Excerpted text.
Benoit says he has stuck with the 12-year-old digital retail marketer over the past few months because Reality Interactive has been able to connect consumers to the interactive tools that effectively promote Wearsafe's business.
In building an inviting website for Wearsafe, Reality Interactive made sure not only that business could be transacted online, but that the company's product and services — which can alert family and friends about an individual's personal safety — are succinctly described, Benoit said.
Reality Interactive also built Wearsafe an interactive trade show booth that included five mobile devices, an LCD screen and more. So instead of just talking about the product with company representatives at the booth, consumers got to try out the product and “experience it firsthand,” Benoit said.
“The value to us is their creativity,” Benoit said, “but more importantly, their ability to understand our product, the magnitude of what our product can do, very quickly.”
Reality Interactive President and co-founder Craig Martin and Chief Technology Officer Bryson Hyte launched the company from their respective basements in 2004, and the business evolved from a dozen employees through 2008-09 to 34 today, Martin said.
In 2003-04, at the end of the dot-com era, Martin said, he felt strongly that digital marketing would blossom, particularly in the retail and automotive arenas, so the duo pursued both.
Wearsafe has an ongoing contract with Reality Interactive, while customers like BMW have been clients for more than a decade, Martin said.
Originally, Martin and Hyte started the company in conjunction with an existing video production firm in New York City called Reality Pictures. That firm provided some client connections and a small amount of capital. In 2005, Reality Interactive bought out Reality Pictures' stake and paid back the funding, adopting the “Reality Interactive” name, Martin said.
The company has since developed a process it dubs “Retail Rugged” to describe its approach to ensuring that technology — be it websites or kiosks — works consistently day to day for its clients, overcoming any obstacles like online access glitches, outages and more. The Retail Rugged standard, which has been trademarked, includes a test — a 92-point check list — to make sure the installation of any technology is fit for the hectic retail environment.

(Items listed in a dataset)
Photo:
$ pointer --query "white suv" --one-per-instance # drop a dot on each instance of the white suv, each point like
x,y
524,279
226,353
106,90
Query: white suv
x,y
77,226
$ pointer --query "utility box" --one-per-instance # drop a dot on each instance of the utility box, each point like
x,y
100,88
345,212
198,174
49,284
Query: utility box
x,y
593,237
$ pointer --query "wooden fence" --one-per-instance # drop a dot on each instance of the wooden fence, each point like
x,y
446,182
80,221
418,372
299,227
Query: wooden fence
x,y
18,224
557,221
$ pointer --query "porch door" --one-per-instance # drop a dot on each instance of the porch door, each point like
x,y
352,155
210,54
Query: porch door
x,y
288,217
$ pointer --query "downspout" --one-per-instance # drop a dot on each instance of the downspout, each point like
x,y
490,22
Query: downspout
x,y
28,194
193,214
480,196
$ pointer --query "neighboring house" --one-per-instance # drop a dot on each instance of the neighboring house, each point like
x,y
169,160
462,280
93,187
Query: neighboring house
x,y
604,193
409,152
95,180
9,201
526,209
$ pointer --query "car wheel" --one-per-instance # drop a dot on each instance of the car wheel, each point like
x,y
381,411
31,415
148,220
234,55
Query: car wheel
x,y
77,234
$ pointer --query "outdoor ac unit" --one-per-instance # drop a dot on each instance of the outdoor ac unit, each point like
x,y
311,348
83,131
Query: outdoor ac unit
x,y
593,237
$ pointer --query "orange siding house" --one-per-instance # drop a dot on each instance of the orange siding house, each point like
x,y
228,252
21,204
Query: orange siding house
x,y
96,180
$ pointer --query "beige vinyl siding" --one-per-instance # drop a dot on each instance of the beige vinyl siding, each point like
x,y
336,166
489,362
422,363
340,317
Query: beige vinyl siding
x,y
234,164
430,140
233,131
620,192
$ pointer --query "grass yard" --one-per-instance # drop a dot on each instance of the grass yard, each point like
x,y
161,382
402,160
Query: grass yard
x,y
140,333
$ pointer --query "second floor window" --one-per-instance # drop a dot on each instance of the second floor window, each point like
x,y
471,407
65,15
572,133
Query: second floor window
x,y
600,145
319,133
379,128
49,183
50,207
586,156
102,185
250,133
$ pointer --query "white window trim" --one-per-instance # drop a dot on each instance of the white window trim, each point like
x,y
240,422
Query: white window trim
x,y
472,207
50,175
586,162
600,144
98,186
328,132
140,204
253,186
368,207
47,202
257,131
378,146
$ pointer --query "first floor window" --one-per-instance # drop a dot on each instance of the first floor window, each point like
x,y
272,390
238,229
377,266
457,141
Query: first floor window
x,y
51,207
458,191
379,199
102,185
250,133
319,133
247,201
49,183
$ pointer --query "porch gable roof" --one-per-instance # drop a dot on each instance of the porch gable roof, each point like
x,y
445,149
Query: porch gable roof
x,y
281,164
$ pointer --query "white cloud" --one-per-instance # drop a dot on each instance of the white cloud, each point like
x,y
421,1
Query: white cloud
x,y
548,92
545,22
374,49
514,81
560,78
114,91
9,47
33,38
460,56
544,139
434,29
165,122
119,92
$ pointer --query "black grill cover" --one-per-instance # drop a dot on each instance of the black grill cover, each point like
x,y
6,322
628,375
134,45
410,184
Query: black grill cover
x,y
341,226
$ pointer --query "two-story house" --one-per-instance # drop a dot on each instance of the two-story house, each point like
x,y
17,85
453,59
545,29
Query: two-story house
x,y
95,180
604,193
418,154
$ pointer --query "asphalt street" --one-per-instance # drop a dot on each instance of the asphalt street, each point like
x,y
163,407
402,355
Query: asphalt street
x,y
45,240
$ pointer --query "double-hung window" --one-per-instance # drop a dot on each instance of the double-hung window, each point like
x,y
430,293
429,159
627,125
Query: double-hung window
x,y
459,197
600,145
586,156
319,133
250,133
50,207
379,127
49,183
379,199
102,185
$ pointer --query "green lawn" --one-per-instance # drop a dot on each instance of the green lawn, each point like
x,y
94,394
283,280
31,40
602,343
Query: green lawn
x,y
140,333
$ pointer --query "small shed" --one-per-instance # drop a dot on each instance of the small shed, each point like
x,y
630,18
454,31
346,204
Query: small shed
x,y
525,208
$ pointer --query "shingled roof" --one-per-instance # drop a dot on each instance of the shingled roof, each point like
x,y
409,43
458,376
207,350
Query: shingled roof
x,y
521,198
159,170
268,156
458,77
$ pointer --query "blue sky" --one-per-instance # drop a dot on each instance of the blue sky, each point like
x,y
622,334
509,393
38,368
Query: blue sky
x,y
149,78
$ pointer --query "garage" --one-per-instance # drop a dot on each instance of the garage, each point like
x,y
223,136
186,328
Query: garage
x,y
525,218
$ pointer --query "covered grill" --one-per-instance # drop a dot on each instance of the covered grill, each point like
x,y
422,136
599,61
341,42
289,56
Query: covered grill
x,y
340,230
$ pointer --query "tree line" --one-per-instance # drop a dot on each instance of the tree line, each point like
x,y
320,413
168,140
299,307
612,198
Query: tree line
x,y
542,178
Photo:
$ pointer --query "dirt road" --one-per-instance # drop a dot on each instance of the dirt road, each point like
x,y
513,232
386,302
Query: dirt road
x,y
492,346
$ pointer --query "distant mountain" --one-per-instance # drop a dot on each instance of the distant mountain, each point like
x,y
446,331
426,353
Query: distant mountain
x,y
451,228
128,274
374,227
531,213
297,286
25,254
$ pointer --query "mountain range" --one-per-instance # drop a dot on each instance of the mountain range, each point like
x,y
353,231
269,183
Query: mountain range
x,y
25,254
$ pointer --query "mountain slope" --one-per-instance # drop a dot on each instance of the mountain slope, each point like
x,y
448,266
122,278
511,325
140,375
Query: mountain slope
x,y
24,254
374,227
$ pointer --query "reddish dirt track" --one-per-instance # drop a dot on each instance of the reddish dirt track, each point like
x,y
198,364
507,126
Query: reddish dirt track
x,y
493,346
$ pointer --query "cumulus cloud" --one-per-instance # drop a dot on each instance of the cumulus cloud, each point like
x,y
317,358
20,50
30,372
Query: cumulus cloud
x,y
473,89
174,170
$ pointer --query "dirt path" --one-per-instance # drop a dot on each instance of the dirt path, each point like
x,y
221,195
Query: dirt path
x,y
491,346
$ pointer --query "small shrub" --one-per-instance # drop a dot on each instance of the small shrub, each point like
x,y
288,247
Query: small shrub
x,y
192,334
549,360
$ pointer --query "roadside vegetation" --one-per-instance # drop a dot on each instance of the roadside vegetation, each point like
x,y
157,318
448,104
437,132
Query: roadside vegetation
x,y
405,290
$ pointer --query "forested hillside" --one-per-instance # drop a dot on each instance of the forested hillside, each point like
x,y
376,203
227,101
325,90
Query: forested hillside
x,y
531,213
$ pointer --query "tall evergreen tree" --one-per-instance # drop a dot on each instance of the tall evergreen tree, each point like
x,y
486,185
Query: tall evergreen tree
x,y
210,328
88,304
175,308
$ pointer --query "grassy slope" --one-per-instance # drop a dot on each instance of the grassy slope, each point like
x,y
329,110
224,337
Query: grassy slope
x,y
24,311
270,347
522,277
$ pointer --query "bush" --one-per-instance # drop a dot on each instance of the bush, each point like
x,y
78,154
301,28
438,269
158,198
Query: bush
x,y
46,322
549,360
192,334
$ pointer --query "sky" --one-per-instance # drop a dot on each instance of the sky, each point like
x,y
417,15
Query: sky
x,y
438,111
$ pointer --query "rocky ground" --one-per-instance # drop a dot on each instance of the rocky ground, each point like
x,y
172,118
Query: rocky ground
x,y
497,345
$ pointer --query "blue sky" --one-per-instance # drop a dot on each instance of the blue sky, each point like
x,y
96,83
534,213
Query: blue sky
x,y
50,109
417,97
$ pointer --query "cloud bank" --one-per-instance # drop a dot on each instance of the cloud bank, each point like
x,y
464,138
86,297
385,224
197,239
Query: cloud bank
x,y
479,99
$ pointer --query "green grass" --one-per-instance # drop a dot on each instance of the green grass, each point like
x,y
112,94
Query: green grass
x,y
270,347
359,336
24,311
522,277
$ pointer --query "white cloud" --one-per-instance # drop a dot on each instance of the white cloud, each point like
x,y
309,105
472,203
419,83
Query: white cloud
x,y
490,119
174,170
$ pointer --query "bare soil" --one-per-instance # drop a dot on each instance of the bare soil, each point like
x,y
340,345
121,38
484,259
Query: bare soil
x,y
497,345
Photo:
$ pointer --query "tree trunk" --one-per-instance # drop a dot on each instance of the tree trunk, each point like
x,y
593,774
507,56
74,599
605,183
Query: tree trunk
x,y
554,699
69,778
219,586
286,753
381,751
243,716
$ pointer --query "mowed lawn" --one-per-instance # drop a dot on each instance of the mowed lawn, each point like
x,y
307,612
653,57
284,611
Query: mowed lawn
==
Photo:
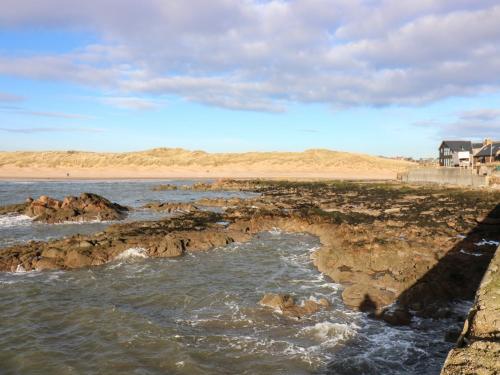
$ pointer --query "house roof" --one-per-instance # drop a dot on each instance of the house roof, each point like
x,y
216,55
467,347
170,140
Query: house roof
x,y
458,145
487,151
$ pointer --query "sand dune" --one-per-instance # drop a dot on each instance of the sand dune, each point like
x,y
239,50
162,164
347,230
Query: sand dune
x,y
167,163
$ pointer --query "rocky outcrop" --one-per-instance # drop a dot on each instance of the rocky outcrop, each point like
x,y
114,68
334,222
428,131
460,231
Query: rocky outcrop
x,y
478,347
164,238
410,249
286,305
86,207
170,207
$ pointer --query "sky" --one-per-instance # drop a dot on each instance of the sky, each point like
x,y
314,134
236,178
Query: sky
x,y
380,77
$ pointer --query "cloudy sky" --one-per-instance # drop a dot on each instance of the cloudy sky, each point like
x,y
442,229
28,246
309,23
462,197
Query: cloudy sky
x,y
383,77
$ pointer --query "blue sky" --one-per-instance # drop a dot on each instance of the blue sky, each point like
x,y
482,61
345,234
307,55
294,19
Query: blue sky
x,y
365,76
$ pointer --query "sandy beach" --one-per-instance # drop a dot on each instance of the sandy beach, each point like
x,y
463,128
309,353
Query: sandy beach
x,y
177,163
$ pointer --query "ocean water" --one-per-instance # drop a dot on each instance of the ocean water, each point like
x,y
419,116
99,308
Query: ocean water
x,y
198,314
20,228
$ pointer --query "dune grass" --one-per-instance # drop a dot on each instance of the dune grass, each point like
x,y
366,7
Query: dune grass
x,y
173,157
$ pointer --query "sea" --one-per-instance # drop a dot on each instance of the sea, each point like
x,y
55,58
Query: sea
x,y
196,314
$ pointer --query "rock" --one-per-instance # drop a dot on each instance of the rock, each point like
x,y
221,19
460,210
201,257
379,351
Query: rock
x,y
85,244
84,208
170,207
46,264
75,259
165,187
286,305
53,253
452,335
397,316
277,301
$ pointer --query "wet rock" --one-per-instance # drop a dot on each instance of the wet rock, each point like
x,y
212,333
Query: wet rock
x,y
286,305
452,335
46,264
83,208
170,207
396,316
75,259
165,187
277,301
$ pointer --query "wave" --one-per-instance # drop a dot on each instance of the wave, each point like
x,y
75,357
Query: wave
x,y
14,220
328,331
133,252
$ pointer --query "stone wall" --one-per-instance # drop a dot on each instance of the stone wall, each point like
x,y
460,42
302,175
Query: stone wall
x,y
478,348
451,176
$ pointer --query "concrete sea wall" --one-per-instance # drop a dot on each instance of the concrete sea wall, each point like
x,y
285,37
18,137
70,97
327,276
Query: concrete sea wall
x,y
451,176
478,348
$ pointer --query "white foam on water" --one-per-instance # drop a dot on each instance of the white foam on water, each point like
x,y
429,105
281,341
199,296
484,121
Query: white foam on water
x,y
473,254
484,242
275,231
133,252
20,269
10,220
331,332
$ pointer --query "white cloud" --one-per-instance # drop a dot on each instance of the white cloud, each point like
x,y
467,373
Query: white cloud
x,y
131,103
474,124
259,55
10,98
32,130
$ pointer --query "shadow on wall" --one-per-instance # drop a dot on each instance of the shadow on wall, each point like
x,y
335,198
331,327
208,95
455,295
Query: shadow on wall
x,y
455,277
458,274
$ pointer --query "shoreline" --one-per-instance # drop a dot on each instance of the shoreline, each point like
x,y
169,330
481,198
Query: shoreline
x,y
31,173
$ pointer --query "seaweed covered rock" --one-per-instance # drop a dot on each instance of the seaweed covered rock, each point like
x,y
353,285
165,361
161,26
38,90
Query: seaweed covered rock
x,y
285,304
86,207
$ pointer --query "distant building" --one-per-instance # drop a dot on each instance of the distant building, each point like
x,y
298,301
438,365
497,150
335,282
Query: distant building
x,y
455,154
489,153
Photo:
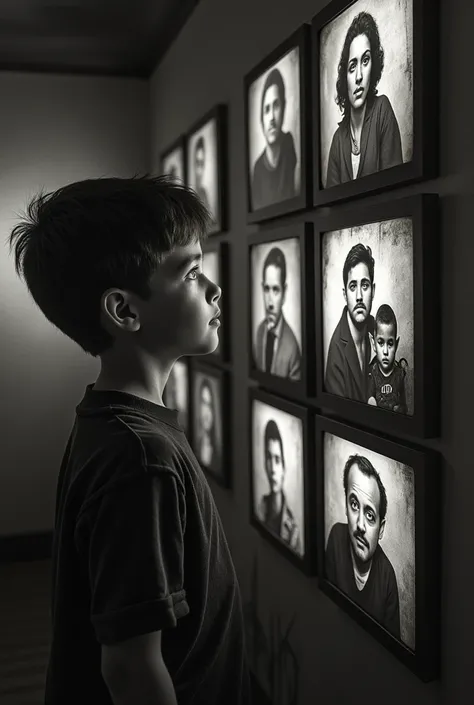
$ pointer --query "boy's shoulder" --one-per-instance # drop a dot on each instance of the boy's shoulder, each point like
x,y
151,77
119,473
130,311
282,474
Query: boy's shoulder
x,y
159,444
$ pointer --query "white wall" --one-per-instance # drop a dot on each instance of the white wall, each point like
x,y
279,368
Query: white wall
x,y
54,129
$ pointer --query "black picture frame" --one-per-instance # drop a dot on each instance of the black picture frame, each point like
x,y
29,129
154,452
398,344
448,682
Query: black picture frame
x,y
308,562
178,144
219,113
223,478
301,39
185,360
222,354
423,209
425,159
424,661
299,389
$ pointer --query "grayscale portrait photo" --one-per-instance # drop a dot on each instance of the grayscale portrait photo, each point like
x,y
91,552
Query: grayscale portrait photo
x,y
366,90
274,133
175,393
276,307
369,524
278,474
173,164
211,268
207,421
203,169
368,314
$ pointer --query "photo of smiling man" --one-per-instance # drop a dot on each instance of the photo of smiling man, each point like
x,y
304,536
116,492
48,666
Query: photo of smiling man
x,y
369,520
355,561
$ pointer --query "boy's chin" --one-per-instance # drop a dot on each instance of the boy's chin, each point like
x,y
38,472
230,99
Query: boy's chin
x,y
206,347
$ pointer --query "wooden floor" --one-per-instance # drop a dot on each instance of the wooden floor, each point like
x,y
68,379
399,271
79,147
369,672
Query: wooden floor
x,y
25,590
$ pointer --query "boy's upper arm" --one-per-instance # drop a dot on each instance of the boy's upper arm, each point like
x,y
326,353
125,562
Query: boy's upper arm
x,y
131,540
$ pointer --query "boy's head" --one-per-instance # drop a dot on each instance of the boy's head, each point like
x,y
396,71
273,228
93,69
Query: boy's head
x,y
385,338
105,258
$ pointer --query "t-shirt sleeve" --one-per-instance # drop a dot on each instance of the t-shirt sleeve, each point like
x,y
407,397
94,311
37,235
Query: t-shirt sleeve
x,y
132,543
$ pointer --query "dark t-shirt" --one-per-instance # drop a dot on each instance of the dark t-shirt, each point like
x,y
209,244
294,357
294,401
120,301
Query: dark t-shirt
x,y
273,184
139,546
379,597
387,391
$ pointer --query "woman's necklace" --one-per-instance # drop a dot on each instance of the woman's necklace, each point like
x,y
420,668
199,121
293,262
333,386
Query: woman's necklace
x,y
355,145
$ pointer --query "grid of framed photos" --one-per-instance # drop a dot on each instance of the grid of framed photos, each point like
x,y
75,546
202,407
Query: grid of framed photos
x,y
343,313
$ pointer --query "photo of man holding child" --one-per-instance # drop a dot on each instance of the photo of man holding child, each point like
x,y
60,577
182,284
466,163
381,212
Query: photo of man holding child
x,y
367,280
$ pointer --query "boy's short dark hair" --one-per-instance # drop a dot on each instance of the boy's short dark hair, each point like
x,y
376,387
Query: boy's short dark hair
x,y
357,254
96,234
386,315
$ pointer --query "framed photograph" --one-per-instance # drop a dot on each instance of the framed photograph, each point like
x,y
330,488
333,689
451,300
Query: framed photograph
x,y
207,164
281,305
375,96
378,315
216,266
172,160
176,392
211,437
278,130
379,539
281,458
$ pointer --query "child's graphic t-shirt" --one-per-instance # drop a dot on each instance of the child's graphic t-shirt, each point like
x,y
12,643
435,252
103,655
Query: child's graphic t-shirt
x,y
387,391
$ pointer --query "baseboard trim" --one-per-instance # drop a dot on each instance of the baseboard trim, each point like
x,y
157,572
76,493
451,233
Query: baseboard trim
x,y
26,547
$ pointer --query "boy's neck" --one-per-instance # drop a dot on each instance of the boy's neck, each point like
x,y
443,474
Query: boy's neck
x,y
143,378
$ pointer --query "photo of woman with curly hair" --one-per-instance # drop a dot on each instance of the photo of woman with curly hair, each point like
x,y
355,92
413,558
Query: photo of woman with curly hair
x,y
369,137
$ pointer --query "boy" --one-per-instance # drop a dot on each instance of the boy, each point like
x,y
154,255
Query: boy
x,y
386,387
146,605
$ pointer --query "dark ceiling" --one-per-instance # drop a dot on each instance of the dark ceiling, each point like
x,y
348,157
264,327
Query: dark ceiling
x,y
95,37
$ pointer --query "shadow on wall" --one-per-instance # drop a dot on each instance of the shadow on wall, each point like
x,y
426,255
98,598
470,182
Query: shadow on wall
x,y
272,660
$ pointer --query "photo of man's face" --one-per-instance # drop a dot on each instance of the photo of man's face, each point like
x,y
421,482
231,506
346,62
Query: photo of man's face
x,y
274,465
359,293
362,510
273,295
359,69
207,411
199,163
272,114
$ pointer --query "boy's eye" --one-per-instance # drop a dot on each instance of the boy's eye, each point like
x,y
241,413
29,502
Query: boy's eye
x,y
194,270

What you need to do.
• 1. Retype the article about Reality Interactive from "Reality Interactive President" up to and including "today, Martin said.".
• 2. According to the article about Reality Interactive, in what year did Craig Martin and Bryson Hyte launch the company?
The records are separate material and aren't part of the article.

Solution set.
• 1.
Reality Interactive President and co-founder Craig Martin and Chief Technology Officer Bryson Hyte launched the company from their respective basements in 2004, and the business evolved from a dozen employees through 2008-09 to 34 today, Martin said.

• 2. 2004